**Parts of the exercise:**
1. According to the commentary on the Sequester, in which law was the Sequester agreement made?
2. Continue the commentary on the Sequester, starting right after its final sentence.

**Source extract:**
>> START

Back in January after the whole “Fiscal Cliff” debacle in Washington, I wrote about how we’d face the exact same man-made problems later in the year, unless Congress found a way to resolve its ideological issues relating to cooperation and work on reducing the deficit. Well, it didn’t happen. As surprising as it may be, we’re now standing on the precipice of yet another budgetary showdown over the exact same thing. Well, at least the cable networks are happy.
The Sequester is a bipartisan agreement entered into last year to force both sides to the table in the Budget Control Act of 2011 if the Joint Select Committee on Deficit Reduction failed to reach a compromise. It was comprised of a series of cuts that would be so broad and encompassing that Republicans and Democrats would have to negotiate lest their respective gold geese end up on the chopping block. It was designed to be unpalatable, unforgiving, and to make sure that lawmakers found a way to fund our commitments to our defense and social obligations while reducing the deficit. These cuts didn’t just spring up overnight, but have been years in the making after the failure of the super committee. This means Congress now has to work together with the President to find a solution.
Now, it may seem obvious that the best way to do this would be moderate revenue increases coupled with trimming parts of the budget, but that would make too much sense. Instead of going the moderate route (something our Congressional Republican Caucus is rarely accused of) it is back to the “no new tax” song and dance that’s become so commonplace. Of course, if you’re unwilling to raise taxes, you have to be willing to cut programs. If you’re unwilling to cut defense programs… Well, then you’ve kind of run out of options.
Republicans in Congress are out of options. That is why they’ve kicked the can down the road twice now and will likely do it again. At this point, there is very little left to cut that isn’t defense spending or critical obligations and programs. The “pork” that the Right is quick to demonize is an extremely small amount of the budget and is almost statistically irrelevant in the face of these cuts. That’s not to say that there isn’t pork spending programs which couldn’t be done away with. I’m sure there are and I’m sure we’ve got programs in Gwinnett County that don’t seem like “pork” but ask people in Alabama or California and they might disagree.

>> END

**Stored records:**
>> START

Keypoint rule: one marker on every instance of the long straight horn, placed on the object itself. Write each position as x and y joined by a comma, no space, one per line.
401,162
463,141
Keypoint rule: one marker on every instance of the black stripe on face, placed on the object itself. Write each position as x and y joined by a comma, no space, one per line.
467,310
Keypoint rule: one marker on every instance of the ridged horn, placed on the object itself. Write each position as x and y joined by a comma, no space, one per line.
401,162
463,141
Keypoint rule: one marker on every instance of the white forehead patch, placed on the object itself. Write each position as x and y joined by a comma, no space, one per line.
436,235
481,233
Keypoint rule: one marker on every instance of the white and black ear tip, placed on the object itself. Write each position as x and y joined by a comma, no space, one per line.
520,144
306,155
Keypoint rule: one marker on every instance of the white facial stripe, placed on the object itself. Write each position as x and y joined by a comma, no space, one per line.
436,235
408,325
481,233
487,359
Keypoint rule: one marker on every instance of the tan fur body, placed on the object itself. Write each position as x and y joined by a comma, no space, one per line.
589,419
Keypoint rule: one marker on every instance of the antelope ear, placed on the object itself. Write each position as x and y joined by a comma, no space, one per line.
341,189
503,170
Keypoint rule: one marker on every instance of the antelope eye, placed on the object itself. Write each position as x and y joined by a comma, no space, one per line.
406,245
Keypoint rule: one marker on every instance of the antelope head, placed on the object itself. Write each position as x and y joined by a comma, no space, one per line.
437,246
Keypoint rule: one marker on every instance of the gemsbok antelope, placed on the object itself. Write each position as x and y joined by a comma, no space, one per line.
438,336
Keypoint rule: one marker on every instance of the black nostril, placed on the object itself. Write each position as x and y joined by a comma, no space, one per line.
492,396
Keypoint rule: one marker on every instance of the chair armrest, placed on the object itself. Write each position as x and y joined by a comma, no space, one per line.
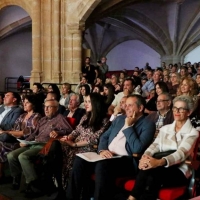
194,163
137,155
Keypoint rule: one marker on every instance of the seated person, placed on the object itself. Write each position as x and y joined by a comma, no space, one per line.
23,126
128,134
164,115
50,126
170,170
66,94
128,88
119,110
73,109
151,104
56,96
10,111
86,134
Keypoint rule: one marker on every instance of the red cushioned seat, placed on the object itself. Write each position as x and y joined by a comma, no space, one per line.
164,194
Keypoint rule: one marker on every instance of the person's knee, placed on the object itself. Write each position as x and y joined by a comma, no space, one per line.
22,157
11,156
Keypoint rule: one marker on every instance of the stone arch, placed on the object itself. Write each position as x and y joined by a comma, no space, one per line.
15,26
25,4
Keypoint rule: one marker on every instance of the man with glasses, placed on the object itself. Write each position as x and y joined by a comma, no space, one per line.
22,159
164,114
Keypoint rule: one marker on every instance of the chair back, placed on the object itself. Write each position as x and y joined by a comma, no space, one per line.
71,121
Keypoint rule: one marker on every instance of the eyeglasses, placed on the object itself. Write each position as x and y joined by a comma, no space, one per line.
180,110
49,107
158,101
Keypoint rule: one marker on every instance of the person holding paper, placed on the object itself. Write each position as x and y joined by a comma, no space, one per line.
86,134
50,126
23,127
128,134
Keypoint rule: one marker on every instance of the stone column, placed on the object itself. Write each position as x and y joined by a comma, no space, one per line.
171,59
73,55
56,72
36,42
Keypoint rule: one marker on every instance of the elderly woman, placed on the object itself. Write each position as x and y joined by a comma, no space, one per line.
179,136
86,134
23,127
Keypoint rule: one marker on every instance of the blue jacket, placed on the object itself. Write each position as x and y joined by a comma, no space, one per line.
138,137
9,120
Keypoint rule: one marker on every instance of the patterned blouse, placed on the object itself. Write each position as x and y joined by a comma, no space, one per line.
80,134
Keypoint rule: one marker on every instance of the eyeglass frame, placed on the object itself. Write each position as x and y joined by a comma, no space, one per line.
162,100
178,109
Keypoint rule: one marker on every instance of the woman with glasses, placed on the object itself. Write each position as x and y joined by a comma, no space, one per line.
23,127
169,170
160,88
174,83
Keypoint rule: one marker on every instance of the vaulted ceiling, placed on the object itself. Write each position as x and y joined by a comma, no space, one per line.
170,27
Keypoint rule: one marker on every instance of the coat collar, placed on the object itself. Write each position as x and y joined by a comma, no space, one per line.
186,128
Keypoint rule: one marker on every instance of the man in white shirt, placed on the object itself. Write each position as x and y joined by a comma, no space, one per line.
128,134
10,111
128,88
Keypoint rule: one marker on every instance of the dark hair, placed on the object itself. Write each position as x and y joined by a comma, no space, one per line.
37,106
111,93
2,95
98,112
17,96
140,100
54,87
87,89
163,86
39,86
56,95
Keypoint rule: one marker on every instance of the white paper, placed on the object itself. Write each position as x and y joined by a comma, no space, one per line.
93,157
29,142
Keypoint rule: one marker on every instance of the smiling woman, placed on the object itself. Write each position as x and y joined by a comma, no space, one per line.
169,170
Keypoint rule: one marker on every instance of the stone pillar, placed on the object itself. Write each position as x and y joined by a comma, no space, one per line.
36,42
171,59
56,71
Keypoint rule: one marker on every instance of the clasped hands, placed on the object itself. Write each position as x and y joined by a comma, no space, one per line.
68,139
148,162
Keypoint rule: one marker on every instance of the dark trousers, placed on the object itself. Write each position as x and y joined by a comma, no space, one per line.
106,172
53,165
149,182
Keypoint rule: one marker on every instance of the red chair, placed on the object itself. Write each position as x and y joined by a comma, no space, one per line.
71,121
176,192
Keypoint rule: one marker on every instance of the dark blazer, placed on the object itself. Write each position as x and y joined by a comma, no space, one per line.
168,119
9,120
78,114
138,137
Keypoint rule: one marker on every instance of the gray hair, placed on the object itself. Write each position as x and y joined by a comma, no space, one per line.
54,101
77,97
168,95
187,100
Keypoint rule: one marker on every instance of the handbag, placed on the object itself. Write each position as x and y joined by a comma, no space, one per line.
159,155
5,137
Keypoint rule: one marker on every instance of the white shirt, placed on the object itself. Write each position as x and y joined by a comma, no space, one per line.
3,114
117,146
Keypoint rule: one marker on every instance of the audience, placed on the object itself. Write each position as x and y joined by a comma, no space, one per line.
179,136
167,82
66,94
86,134
164,114
50,126
128,88
73,110
128,134
24,125
84,91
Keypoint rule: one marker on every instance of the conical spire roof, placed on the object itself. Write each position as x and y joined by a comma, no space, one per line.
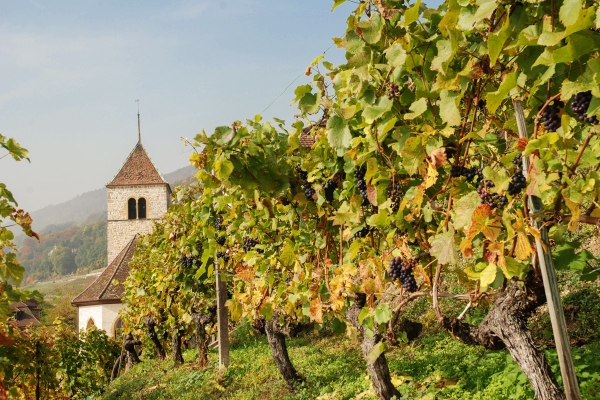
138,169
102,290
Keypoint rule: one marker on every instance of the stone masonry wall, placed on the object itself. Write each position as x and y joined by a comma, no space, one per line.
120,229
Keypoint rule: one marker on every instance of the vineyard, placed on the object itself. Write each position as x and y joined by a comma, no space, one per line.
438,177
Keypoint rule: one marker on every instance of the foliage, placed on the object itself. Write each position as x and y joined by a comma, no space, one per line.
161,284
11,273
55,361
65,250
434,366
424,105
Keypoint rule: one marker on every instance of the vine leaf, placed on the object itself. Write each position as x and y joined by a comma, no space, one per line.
464,209
413,154
442,247
375,352
488,276
494,99
338,134
316,310
482,221
345,215
417,108
569,12
448,109
381,106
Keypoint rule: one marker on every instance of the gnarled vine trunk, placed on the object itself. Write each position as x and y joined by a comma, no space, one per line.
131,356
378,370
150,327
176,344
202,339
505,326
276,337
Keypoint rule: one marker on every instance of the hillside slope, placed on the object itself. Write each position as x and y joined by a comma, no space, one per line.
90,203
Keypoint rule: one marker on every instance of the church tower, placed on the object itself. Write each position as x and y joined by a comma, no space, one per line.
137,196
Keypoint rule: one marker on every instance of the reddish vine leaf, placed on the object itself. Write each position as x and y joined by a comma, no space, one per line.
316,310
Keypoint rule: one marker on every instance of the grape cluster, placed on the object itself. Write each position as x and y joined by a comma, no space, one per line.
219,223
494,200
361,184
403,270
302,175
580,105
223,255
187,262
481,105
309,192
518,181
469,173
363,232
450,152
550,116
395,194
249,243
329,188
393,90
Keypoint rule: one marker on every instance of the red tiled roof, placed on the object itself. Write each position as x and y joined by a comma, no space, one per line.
102,290
138,169
24,316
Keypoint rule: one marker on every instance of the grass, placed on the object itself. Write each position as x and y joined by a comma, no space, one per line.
431,367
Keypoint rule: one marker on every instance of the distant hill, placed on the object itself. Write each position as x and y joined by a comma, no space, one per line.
87,204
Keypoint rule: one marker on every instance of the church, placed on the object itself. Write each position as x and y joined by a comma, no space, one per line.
137,196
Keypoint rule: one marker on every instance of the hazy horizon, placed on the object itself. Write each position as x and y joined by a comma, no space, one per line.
72,72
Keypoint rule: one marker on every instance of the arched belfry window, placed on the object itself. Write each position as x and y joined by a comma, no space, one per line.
142,208
131,211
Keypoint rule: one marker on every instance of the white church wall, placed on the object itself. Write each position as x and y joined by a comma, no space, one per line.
103,315
110,313
87,312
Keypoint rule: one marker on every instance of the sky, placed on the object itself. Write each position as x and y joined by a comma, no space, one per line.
70,72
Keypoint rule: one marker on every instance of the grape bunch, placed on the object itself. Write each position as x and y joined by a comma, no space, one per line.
518,181
481,105
550,116
450,152
219,223
580,105
329,188
249,243
363,232
223,255
187,262
309,192
403,270
395,194
393,90
302,175
494,200
469,173
361,184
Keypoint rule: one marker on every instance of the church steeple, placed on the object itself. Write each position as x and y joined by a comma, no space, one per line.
139,130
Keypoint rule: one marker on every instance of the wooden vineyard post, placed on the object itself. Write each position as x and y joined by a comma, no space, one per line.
222,318
555,309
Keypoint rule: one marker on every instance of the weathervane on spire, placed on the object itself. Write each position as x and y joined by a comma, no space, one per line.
139,130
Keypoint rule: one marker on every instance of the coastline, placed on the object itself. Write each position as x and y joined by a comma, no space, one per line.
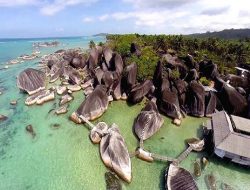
79,152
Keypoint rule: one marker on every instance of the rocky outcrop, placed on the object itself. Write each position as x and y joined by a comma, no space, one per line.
135,49
129,79
93,59
140,90
31,80
65,99
210,102
61,90
62,110
118,64
98,132
115,154
148,122
107,54
179,179
169,104
237,81
196,99
208,69
40,97
233,102
93,106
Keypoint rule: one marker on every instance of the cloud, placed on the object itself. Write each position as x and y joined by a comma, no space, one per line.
104,17
59,29
184,16
56,6
14,3
158,3
87,19
215,11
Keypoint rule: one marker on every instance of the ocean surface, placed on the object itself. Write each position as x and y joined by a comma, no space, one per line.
63,158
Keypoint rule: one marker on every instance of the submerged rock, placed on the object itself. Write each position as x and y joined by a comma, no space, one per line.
197,168
93,106
61,90
115,154
74,88
40,97
13,102
3,117
211,181
49,95
148,122
98,131
31,80
112,182
62,110
29,129
179,179
65,99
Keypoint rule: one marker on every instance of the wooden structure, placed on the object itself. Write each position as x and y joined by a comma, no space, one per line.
231,137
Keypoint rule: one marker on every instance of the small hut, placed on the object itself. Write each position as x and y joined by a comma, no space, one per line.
231,137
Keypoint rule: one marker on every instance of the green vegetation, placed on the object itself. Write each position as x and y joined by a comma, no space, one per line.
225,53
204,81
226,34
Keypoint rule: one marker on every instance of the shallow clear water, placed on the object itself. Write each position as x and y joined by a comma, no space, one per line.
64,158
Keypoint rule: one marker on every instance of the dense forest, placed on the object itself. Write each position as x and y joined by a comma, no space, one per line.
225,34
227,54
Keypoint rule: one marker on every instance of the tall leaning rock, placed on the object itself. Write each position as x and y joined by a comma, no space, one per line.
31,80
93,106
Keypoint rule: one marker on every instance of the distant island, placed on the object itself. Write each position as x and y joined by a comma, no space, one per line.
225,34
101,34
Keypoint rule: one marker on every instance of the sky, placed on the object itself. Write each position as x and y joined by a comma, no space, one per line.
56,18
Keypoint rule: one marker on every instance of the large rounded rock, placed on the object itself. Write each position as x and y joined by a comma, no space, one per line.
93,106
108,54
139,91
233,102
208,69
31,80
174,63
78,62
169,104
181,87
118,64
210,102
129,79
148,122
94,58
115,154
135,49
157,79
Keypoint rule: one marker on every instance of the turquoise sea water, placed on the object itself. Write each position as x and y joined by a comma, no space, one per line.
64,158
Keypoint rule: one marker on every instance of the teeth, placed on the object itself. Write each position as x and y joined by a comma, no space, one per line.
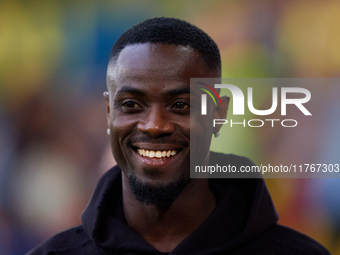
156,154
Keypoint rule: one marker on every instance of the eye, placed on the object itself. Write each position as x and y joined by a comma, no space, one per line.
181,105
131,105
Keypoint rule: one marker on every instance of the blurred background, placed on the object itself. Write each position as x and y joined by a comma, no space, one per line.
53,142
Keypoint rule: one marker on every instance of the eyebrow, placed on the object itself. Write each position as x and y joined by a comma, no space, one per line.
130,90
178,91
138,92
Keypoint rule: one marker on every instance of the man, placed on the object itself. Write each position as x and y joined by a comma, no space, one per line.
148,204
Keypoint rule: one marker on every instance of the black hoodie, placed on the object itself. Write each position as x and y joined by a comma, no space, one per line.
244,221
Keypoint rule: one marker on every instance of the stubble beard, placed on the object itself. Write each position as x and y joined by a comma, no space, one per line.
161,196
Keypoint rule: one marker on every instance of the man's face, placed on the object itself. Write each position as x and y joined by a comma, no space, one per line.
149,111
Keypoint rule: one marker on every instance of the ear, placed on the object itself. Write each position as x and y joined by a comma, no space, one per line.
107,99
221,112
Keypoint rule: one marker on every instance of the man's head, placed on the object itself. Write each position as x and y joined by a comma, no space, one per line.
171,31
148,80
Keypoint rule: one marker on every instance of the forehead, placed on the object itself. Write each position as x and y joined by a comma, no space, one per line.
161,63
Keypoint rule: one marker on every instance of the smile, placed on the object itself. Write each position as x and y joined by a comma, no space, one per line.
157,154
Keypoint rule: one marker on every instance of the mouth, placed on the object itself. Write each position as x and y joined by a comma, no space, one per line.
157,154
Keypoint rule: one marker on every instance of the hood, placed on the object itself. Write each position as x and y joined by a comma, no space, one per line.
243,211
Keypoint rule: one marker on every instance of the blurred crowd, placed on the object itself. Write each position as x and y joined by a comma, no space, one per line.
53,142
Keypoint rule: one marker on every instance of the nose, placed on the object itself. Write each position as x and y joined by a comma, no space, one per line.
157,123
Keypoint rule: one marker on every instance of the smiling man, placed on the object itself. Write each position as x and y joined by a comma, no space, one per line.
148,204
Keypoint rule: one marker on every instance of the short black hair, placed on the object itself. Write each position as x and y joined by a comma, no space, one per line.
170,31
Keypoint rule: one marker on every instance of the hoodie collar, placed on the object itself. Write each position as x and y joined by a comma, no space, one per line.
244,210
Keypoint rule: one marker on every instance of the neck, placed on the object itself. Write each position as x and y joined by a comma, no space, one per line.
166,228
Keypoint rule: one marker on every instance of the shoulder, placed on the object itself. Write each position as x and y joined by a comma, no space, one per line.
283,240
72,241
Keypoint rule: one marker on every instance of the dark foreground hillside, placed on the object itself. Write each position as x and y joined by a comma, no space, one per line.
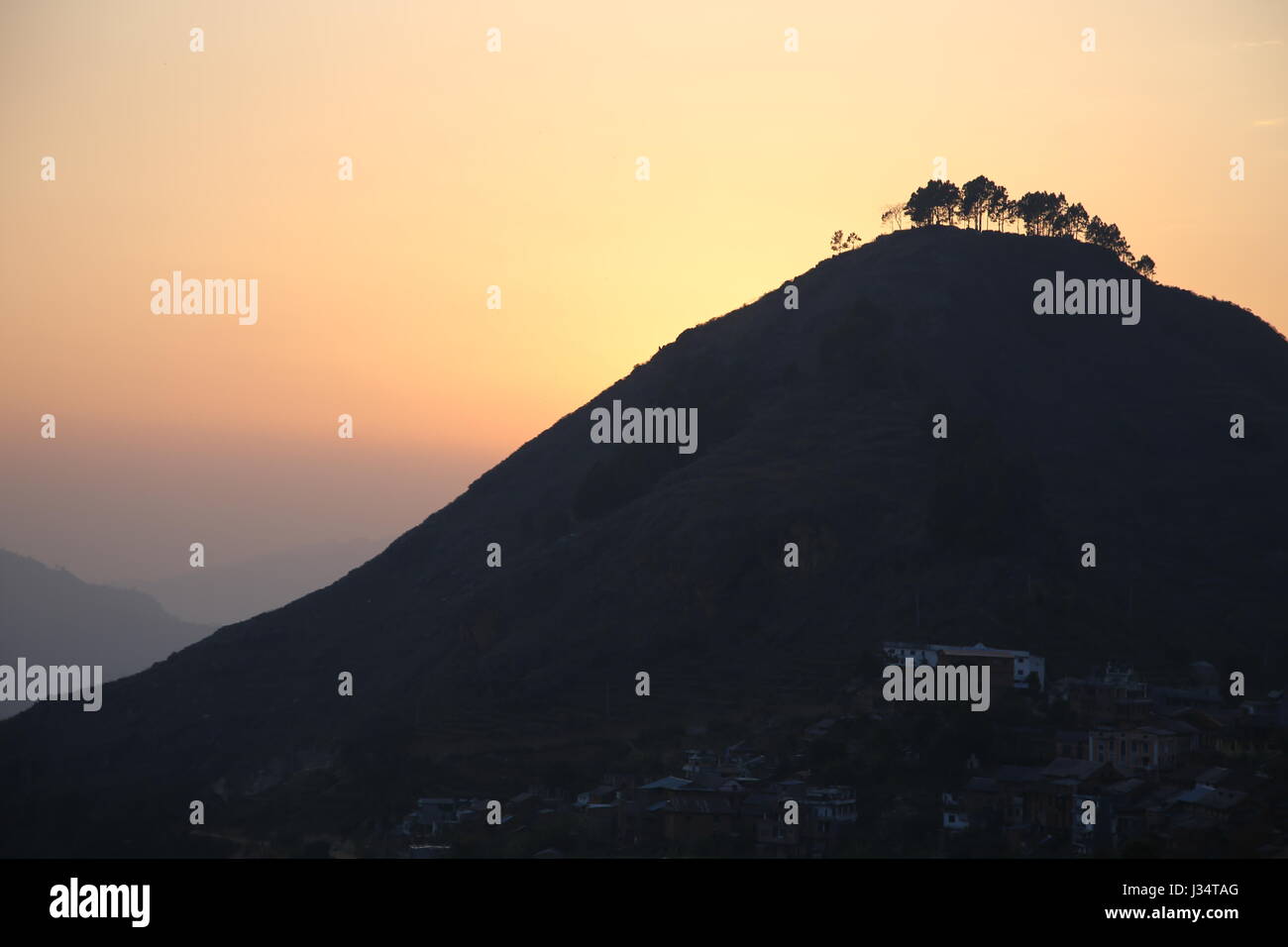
814,428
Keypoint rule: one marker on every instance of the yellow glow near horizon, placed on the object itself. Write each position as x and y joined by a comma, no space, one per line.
516,169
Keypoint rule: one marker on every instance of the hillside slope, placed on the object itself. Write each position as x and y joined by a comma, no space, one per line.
814,428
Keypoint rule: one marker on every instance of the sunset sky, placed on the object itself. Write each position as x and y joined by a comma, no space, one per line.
516,169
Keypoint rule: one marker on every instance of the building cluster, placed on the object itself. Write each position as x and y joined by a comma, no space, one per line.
1012,669
1133,763
721,801
1103,764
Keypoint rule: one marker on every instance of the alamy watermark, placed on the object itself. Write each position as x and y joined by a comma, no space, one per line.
649,425
915,682
1087,296
176,296
53,684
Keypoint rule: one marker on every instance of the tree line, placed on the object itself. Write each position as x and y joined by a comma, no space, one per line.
982,205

>> END

**Answer set:**
1. The Budget Control Act of 2011.

2.
We need to find a solution this week. There has to be a compromise which balances both new sources of revenue with spending cuts. President Obama has been forced into a constant campaign cycle, much like Ronald Reagan, because Republicans refuse to work with him on a plan and criticize any plan he puts forward. Republicans have refused to look at anything but social programs. Nothing will be acceptable to them but President Obama adopting their plan. Until they decide to start governing by looking at corporate tax loopholes and the need to invest in our population (smart growth in education, transportation and, gasp, defense) it’ll be what it is.
Act childish if you want but if Congress chooses to balk and let the Sequester go through, expect the repercussions to come down on your heads. Contributing to this monthly man-made crisis cycle that we’re growing accustomed to isn’t going to win you an election in 2014.
Reprinted from 5th District State Sen. Curt Thompson's (D-Tucker) blog. Thompson represents parts of unincorporated Duluth, Norcross, Tucker, and Lawrenceville. Also, check the Senator out on Facebook and Twitter.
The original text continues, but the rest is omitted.